▶ Goal: Take the line that contains "Please pick out the rocky" and all lines after it, up to and including the last line of the data, and write them out exactly; nothing else belongs in the answer.

### Source material ###

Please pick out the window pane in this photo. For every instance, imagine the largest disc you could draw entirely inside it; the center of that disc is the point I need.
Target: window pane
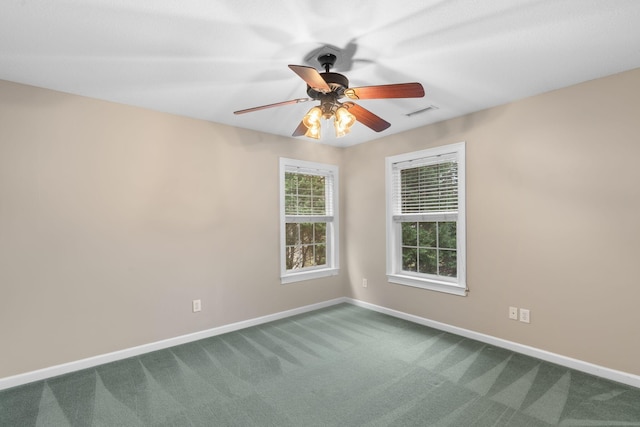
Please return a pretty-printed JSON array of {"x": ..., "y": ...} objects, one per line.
[
  {"x": 308, "y": 257},
  {"x": 409, "y": 234},
  {"x": 321, "y": 232},
  {"x": 294, "y": 257},
  {"x": 291, "y": 234},
  {"x": 447, "y": 235},
  {"x": 317, "y": 205},
  {"x": 427, "y": 235},
  {"x": 306, "y": 232},
  {"x": 448, "y": 263},
  {"x": 409, "y": 259},
  {"x": 427, "y": 261},
  {"x": 321, "y": 255}
]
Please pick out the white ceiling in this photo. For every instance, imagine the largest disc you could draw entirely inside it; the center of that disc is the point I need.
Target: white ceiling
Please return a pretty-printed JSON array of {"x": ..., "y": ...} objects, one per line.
[{"x": 207, "y": 58}]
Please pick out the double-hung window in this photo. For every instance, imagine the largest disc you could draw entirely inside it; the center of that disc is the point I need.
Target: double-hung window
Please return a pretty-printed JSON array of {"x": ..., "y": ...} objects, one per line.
[
  {"x": 308, "y": 220},
  {"x": 426, "y": 219}
]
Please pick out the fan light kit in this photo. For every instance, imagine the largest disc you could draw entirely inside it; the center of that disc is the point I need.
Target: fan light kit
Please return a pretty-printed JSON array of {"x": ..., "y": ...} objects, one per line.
[{"x": 329, "y": 88}]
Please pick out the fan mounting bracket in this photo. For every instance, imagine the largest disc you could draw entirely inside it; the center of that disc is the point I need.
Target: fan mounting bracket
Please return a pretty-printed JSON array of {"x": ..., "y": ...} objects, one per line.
[{"x": 336, "y": 81}]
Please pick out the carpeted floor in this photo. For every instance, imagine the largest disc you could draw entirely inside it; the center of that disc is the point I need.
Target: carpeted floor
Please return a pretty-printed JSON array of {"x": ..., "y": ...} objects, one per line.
[{"x": 340, "y": 366}]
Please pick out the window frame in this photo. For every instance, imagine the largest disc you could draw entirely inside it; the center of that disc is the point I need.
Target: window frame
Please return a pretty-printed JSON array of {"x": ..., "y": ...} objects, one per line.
[
  {"x": 331, "y": 268},
  {"x": 395, "y": 274}
]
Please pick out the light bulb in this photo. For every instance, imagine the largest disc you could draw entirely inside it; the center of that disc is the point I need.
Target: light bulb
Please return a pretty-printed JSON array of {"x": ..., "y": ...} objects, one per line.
[
  {"x": 312, "y": 118},
  {"x": 343, "y": 121},
  {"x": 312, "y": 121}
]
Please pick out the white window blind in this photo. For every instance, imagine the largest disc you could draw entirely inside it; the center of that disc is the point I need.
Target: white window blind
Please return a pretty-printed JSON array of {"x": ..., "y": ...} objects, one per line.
[
  {"x": 426, "y": 187},
  {"x": 426, "y": 219}
]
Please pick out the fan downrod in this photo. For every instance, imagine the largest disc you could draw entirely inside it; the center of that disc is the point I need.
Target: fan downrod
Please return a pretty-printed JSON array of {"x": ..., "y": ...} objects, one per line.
[{"x": 327, "y": 60}]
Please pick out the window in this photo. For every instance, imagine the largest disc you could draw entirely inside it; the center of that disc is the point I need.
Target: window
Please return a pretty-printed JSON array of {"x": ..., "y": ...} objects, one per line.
[
  {"x": 426, "y": 219},
  {"x": 308, "y": 220}
]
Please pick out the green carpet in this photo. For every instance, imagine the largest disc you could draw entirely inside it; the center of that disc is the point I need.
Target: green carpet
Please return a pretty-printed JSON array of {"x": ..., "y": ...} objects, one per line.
[{"x": 339, "y": 366}]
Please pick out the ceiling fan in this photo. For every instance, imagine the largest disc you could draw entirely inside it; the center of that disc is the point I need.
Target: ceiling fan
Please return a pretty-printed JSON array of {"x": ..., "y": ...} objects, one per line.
[{"x": 329, "y": 88}]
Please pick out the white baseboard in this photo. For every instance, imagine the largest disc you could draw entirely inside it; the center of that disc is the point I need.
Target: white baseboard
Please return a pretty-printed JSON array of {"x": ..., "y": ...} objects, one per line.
[
  {"x": 90, "y": 362},
  {"x": 558, "y": 359},
  {"x": 579, "y": 365}
]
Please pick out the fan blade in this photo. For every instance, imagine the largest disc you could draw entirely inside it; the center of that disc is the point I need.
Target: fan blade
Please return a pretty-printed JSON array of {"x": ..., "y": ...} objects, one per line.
[
  {"x": 401, "y": 90},
  {"x": 300, "y": 130},
  {"x": 366, "y": 117},
  {"x": 312, "y": 77},
  {"x": 277, "y": 104}
]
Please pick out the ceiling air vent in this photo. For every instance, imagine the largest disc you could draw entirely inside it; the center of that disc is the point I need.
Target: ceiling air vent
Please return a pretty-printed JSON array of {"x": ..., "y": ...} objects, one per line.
[{"x": 422, "y": 110}]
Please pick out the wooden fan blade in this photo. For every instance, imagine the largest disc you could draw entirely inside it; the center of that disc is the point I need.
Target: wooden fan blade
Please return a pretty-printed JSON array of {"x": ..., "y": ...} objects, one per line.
[
  {"x": 366, "y": 117},
  {"x": 400, "y": 90},
  {"x": 300, "y": 130},
  {"x": 312, "y": 77},
  {"x": 277, "y": 104}
]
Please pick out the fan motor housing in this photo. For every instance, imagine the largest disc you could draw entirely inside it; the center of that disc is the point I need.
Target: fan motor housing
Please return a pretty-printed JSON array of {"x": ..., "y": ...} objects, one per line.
[{"x": 336, "y": 81}]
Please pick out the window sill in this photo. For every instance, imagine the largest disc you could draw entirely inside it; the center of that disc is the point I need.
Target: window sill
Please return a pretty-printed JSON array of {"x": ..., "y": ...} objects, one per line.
[
  {"x": 429, "y": 284},
  {"x": 308, "y": 275}
]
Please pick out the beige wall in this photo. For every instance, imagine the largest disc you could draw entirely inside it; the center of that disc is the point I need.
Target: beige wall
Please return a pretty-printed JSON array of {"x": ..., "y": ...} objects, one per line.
[
  {"x": 113, "y": 218},
  {"x": 553, "y": 221}
]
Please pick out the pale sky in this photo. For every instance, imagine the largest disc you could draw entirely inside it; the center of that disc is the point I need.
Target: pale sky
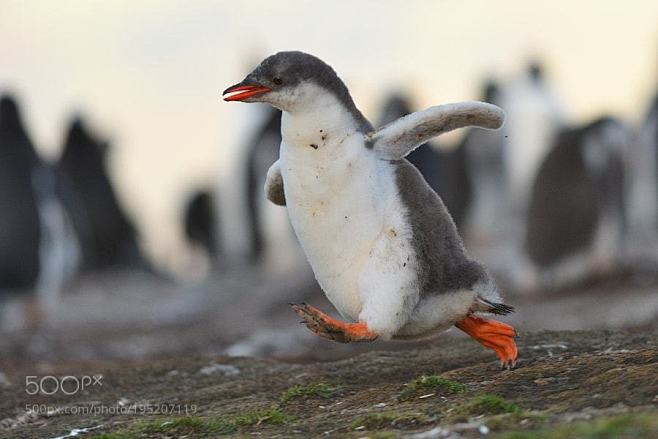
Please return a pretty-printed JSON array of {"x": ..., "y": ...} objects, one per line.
[{"x": 148, "y": 73}]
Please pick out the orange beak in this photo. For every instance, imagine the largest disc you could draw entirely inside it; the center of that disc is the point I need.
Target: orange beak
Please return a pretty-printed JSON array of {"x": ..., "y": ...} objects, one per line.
[{"x": 243, "y": 92}]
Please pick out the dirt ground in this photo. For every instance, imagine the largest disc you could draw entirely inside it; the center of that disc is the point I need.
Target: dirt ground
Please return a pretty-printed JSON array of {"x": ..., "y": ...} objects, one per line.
[{"x": 587, "y": 382}]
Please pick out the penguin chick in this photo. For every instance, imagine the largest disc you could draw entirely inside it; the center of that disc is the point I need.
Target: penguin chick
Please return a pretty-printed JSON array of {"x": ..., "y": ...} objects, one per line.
[{"x": 380, "y": 241}]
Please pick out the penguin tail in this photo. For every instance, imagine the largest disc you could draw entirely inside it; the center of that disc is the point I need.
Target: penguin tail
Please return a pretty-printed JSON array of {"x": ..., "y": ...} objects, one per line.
[{"x": 494, "y": 308}]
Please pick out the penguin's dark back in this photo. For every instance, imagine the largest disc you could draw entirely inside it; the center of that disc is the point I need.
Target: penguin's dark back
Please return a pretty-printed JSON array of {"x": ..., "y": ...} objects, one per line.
[
  {"x": 19, "y": 219},
  {"x": 564, "y": 206},
  {"x": 107, "y": 237},
  {"x": 200, "y": 221},
  {"x": 443, "y": 264}
]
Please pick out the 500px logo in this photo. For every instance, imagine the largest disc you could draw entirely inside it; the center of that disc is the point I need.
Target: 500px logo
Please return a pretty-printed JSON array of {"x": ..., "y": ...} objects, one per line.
[{"x": 68, "y": 385}]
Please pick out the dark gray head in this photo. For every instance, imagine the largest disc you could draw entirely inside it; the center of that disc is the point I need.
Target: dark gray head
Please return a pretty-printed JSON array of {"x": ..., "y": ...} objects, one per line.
[{"x": 291, "y": 82}]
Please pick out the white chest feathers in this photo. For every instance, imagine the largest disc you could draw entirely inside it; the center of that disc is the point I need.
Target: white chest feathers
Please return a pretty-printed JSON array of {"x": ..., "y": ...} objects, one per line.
[{"x": 345, "y": 208}]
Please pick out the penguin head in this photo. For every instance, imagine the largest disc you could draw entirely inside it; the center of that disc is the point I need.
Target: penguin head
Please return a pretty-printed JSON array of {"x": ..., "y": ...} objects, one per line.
[{"x": 288, "y": 81}]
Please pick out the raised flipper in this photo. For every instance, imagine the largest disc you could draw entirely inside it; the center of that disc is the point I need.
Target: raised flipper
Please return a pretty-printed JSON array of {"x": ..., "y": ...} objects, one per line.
[
  {"x": 397, "y": 139},
  {"x": 274, "y": 185}
]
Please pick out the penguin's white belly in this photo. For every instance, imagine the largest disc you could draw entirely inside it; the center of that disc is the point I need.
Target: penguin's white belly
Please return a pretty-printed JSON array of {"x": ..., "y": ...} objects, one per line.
[{"x": 340, "y": 207}]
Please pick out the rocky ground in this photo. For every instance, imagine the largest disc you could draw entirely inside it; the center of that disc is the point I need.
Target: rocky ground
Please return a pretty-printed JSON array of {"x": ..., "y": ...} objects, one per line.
[{"x": 567, "y": 384}]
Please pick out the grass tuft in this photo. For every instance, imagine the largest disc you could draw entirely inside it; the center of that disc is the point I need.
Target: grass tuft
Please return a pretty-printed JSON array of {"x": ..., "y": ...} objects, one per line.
[
  {"x": 199, "y": 427},
  {"x": 628, "y": 426},
  {"x": 315, "y": 389},
  {"x": 375, "y": 421},
  {"x": 427, "y": 383}
]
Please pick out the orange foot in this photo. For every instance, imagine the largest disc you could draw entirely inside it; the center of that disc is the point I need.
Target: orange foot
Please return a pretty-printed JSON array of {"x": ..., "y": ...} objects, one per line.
[
  {"x": 330, "y": 328},
  {"x": 494, "y": 335}
]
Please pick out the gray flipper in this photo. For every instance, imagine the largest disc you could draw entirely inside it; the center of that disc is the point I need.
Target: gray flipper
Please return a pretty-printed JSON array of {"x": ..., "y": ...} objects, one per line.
[
  {"x": 399, "y": 138},
  {"x": 274, "y": 185}
]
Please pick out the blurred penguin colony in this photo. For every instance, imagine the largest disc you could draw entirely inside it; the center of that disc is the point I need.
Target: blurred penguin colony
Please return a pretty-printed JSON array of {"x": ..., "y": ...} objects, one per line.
[{"x": 544, "y": 203}]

###

▶ Result:
Please pick out the rocky ground in this photo. For every instance, imagine the largest disc you could draw entirely inside it; the center of that disc is the point I need.
Target: rocky ground
Please return a pretty-printed JSON array of {"x": ..., "y": ...} objects, one per line.
[{"x": 567, "y": 384}]
Please pick out the grass tuft in this photo. For every instance, imagine the largest disc you could draw entirely inside it; the center of that disc is the point I need.
Target: grass tuft
Please return a pretty-printed JSON array of {"x": ..., "y": ...} objects, one per line.
[
  {"x": 199, "y": 427},
  {"x": 628, "y": 426},
  {"x": 315, "y": 389},
  {"x": 375, "y": 421},
  {"x": 427, "y": 383}
]
Please pick out the orange foot in this photo. For every instance, imagine the largest disc you could draw entirely inside it; the center of that disc is the point I need.
Target: orange foot
Please return a pretty-printed JSON array of {"x": ..., "y": ...} objects, one per line.
[
  {"x": 330, "y": 328},
  {"x": 494, "y": 335}
]
Please pick out the gray flipper in this photo. For every instance, imagine the largest disc you could draw entirely inside it; the center of that disc is the point I need.
Target: gray flipper
Please return a pretty-printed JSON array of {"x": ..., "y": ...} objects, one per line.
[
  {"x": 399, "y": 138},
  {"x": 274, "y": 185}
]
Please pick out the blurred penguin colony in this photo. For every instance, imagine the largest disc you could draw entirely inside it; the center of that disc is the point I need.
Target: blurred penguin colony
Please return a pretty-printed JSON array of {"x": ..., "y": ...} objects, one per line.
[{"x": 544, "y": 203}]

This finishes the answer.